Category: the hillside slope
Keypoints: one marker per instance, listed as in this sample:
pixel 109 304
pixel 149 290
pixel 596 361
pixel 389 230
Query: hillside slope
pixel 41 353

• SET EXERCISE: Turn every line of the records above into a JSON list of strings, one string per line, with blank lines left out.

• FINISHED ANSWER:
[
  "Category: the hillside slope",
  "Keypoints: one marker per instance, listed as in this sample:",
  "pixel 109 304",
  "pixel 149 290",
  "pixel 596 361",
  "pixel 389 230",
  "Query: hillside slope",
  "pixel 41 353"
]